## begin Supplied text

Mr. Martin-A friend of mine has just returned from Europe and he has brought three suits of clothes as nice as any man would wish to wear. They cost him in England $14 a suit. They ask $45 here for the same suit of clothes. Is it free trade that has done that?

Sen. Anderson - I have seen a fine suit of clothes bought in this city for $18 and there was 75 per cent. duty on that kind of clothing.

Mr. Martin-That might be under peculiar circumstances or might be shoddy. These gentlemen know as well as you and I what clothing costs. You can get a suit of nice black clothing for $45 and from that to $55 and $60. You can get the same suit made up in England for $14 or $15. What is it that makes the difference?

Sen. Anderson-Suppose you had no tailors here, would not England bring clothing here and put up the price as they did on iron?

## end Supplied text
## begin Dataset content

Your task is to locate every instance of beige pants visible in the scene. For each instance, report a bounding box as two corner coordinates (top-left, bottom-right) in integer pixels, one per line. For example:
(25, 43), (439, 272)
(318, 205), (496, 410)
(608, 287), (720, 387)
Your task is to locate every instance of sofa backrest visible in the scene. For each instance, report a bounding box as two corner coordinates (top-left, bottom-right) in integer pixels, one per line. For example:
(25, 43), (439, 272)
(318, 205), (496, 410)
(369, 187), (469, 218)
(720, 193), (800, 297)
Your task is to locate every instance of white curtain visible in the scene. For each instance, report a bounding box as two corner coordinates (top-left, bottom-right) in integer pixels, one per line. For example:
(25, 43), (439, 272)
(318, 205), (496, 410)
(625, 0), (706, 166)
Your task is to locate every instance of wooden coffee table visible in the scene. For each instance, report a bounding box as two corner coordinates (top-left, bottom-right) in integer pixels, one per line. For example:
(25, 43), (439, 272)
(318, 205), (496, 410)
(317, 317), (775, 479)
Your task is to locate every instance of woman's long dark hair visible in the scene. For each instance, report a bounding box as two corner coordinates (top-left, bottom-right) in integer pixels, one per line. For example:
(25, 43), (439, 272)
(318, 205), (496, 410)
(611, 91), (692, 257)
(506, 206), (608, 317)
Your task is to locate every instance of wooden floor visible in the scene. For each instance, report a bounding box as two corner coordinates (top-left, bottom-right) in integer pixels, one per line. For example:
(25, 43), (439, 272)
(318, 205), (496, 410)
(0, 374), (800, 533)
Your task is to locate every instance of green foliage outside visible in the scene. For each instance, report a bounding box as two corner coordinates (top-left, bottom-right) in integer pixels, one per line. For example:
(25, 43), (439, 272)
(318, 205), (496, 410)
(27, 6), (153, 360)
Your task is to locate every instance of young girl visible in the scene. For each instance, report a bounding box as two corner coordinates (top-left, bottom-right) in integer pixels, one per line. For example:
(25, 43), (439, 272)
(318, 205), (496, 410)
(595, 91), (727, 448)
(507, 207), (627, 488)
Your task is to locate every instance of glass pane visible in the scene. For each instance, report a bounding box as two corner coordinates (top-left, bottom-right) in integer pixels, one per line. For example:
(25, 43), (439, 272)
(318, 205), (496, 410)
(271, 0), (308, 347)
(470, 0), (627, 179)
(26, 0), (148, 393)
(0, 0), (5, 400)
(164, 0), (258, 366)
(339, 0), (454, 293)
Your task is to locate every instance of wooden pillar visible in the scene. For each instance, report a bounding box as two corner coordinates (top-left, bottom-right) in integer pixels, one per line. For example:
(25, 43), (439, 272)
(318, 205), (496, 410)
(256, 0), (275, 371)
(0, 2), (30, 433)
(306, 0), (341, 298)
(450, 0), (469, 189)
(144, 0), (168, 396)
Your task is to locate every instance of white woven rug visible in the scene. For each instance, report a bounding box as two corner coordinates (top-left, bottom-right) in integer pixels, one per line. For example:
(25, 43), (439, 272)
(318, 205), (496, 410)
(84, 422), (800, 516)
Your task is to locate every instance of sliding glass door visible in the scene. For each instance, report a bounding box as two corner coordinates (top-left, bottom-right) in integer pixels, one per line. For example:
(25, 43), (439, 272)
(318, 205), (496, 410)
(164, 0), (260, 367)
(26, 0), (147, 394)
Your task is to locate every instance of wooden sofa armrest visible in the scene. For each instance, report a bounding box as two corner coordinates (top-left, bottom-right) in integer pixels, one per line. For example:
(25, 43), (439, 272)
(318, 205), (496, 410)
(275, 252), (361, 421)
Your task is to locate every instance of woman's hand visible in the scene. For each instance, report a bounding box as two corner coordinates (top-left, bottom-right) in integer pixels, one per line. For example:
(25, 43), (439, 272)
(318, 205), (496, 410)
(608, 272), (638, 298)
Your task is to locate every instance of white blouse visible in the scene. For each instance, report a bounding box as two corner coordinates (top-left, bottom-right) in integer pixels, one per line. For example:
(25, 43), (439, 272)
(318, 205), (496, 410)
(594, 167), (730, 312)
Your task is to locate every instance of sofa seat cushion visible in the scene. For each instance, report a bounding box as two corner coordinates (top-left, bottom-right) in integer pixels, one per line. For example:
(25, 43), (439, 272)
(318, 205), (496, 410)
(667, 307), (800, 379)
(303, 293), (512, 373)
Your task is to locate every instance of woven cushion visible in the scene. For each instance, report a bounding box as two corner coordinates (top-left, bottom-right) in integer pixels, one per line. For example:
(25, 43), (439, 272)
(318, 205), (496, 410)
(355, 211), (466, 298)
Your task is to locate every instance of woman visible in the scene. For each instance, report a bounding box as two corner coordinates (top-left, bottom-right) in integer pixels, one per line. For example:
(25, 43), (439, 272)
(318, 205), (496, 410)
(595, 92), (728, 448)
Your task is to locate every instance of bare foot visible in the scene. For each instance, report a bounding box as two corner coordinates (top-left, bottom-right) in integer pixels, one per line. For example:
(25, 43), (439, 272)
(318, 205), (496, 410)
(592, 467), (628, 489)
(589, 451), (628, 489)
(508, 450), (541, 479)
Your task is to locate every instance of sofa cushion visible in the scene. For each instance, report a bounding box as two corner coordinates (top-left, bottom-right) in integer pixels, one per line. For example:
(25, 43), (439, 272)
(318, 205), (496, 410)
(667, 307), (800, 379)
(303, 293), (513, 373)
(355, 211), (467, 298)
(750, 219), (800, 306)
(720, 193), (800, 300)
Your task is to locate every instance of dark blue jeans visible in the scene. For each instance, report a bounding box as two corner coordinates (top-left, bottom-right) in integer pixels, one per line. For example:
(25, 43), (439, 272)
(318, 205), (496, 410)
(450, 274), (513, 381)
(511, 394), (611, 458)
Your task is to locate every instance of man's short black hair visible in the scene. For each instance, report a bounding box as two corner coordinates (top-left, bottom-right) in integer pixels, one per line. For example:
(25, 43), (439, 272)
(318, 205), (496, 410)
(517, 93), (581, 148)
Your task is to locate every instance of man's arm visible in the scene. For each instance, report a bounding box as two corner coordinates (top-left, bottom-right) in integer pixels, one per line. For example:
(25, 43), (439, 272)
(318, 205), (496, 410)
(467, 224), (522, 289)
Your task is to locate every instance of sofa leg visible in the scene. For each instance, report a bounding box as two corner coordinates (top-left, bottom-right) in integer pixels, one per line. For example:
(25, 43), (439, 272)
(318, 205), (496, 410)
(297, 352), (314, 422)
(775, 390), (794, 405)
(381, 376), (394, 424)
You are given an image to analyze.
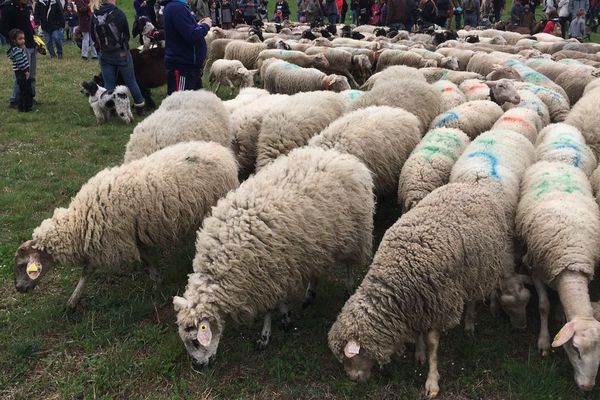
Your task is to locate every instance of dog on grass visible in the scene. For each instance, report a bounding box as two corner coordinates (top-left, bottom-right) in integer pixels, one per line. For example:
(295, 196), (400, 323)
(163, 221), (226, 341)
(81, 81), (133, 124)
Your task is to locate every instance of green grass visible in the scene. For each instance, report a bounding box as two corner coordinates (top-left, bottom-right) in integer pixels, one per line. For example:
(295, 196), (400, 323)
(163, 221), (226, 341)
(0, 2), (600, 400)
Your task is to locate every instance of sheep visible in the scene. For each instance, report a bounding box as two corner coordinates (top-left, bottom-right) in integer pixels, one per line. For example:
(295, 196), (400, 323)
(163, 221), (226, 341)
(328, 184), (508, 397)
(398, 128), (469, 212)
(350, 79), (442, 133)
(208, 60), (258, 95)
(492, 107), (542, 143)
(261, 60), (350, 94)
(224, 40), (267, 69)
(429, 100), (502, 139)
(536, 124), (597, 176)
(419, 68), (483, 85)
(515, 82), (571, 122)
(516, 161), (600, 390)
(173, 147), (374, 365)
(565, 88), (600, 158)
(431, 79), (467, 112)
(308, 106), (421, 197)
(123, 90), (231, 163)
(256, 92), (346, 171)
(14, 142), (238, 308)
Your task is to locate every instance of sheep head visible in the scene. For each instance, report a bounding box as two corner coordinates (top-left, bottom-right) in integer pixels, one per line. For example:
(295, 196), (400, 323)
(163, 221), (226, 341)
(552, 317), (600, 391)
(13, 240), (54, 293)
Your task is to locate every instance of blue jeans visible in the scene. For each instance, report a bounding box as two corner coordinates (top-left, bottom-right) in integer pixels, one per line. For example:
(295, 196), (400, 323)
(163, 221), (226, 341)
(100, 50), (144, 106)
(44, 28), (64, 57)
(10, 49), (36, 104)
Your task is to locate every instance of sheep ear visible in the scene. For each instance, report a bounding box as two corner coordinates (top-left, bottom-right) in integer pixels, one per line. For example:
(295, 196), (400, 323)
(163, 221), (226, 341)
(173, 296), (190, 311)
(552, 320), (575, 347)
(344, 339), (360, 358)
(198, 319), (212, 347)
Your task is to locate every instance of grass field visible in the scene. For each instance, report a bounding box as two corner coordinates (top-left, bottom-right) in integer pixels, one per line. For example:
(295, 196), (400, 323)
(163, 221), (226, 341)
(0, 2), (600, 400)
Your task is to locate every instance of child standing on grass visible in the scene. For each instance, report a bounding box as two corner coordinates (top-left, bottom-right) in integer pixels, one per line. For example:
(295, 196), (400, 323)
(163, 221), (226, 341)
(6, 29), (33, 112)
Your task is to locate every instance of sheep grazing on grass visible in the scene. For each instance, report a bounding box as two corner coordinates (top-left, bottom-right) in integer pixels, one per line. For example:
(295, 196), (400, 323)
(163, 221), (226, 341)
(308, 106), (421, 197)
(517, 161), (600, 391)
(256, 92), (346, 170)
(398, 128), (469, 212)
(208, 60), (258, 95)
(14, 142), (238, 308)
(328, 184), (508, 397)
(124, 90), (231, 162)
(173, 147), (374, 365)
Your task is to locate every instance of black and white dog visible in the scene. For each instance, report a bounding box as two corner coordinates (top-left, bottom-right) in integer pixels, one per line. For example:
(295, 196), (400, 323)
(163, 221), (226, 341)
(81, 81), (133, 124)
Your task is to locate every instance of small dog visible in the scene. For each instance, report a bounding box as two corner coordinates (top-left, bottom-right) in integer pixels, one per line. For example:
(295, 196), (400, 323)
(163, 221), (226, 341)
(81, 81), (133, 124)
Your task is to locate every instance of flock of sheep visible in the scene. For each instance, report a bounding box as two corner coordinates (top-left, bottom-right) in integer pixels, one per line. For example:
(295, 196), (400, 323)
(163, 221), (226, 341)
(14, 20), (600, 397)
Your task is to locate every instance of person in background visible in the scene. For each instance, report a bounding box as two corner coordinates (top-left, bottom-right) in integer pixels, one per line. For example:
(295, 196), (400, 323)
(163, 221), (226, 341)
(75, 0), (98, 60)
(34, 0), (65, 59)
(90, 0), (145, 114)
(6, 29), (33, 112)
(161, 0), (212, 94)
(0, 0), (36, 108)
(569, 8), (585, 42)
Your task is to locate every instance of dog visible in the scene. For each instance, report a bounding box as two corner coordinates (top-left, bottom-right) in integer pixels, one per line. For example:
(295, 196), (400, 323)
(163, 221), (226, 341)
(81, 81), (133, 124)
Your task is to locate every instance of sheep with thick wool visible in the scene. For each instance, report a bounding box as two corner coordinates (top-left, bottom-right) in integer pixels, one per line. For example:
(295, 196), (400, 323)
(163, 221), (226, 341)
(308, 106), (421, 197)
(14, 142), (238, 307)
(328, 184), (508, 397)
(173, 147), (374, 365)
(124, 90), (231, 163)
(516, 161), (600, 391)
(398, 128), (470, 212)
(256, 92), (347, 171)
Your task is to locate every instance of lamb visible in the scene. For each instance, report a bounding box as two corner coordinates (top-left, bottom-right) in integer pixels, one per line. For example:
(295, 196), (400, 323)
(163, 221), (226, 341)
(256, 92), (346, 171)
(429, 100), (502, 139)
(492, 107), (542, 143)
(261, 61), (350, 94)
(208, 60), (258, 95)
(350, 79), (442, 133)
(398, 128), (469, 212)
(124, 90), (231, 163)
(308, 106), (421, 197)
(565, 89), (600, 158)
(328, 184), (508, 397)
(535, 124), (597, 176)
(517, 161), (600, 391)
(14, 142), (238, 308)
(173, 147), (374, 365)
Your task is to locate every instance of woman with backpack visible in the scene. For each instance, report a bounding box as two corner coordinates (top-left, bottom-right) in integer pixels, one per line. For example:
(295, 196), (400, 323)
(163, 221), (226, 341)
(90, 0), (145, 114)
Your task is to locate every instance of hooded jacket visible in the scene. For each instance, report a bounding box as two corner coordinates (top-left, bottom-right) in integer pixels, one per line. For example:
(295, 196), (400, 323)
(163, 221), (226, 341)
(160, 0), (210, 69)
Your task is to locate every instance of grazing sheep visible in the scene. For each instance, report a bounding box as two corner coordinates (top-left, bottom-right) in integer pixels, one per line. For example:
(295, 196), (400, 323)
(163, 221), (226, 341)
(351, 79), (442, 132)
(124, 90), (231, 163)
(328, 184), (508, 397)
(398, 128), (469, 212)
(517, 161), (600, 391)
(535, 124), (597, 176)
(565, 89), (600, 158)
(208, 60), (258, 95)
(261, 60), (350, 94)
(429, 100), (502, 139)
(256, 92), (346, 171)
(308, 106), (421, 197)
(173, 147), (374, 365)
(14, 142), (238, 307)
(492, 107), (542, 143)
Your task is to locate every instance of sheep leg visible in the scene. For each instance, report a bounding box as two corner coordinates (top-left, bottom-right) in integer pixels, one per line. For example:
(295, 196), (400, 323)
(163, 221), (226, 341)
(465, 301), (476, 336)
(302, 276), (317, 308)
(533, 277), (550, 357)
(256, 311), (272, 350)
(67, 266), (93, 309)
(415, 334), (427, 365)
(425, 329), (440, 398)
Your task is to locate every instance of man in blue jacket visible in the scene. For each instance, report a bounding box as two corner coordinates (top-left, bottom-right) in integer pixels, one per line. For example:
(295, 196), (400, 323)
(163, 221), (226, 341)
(161, 0), (212, 94)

## end Dataset content

To-do list:
A. List every distinct dollar amount mentioned in the clothing tariff exchange, in the order each first appears.
B. Convert the entries from the line with "Your task is to locate every instance of bare" through the line with "(508, 450), (541, 479)", including both of those lines, into a JSON list of strings with one string per line and blank lines omitted.
The text and the entries were drawn from separate sources.

Solutions to each task:
A. $14, $45, $18, $55, $60, $15

B.
[
  "Your task is to locate every instance of bare foot visible in the scene. For each instance, report a bounding box as two corner coordinates (top-left, bottom-right) in integer pixels, one per line. For example:",
  "(25, 43), (439, 272)",
  "(318, 205), (496, 410)",
  "(592, 467), (628, 489)",
  "(589, 451), (628, 489)",
  "(508, 450), (541, 479)"
]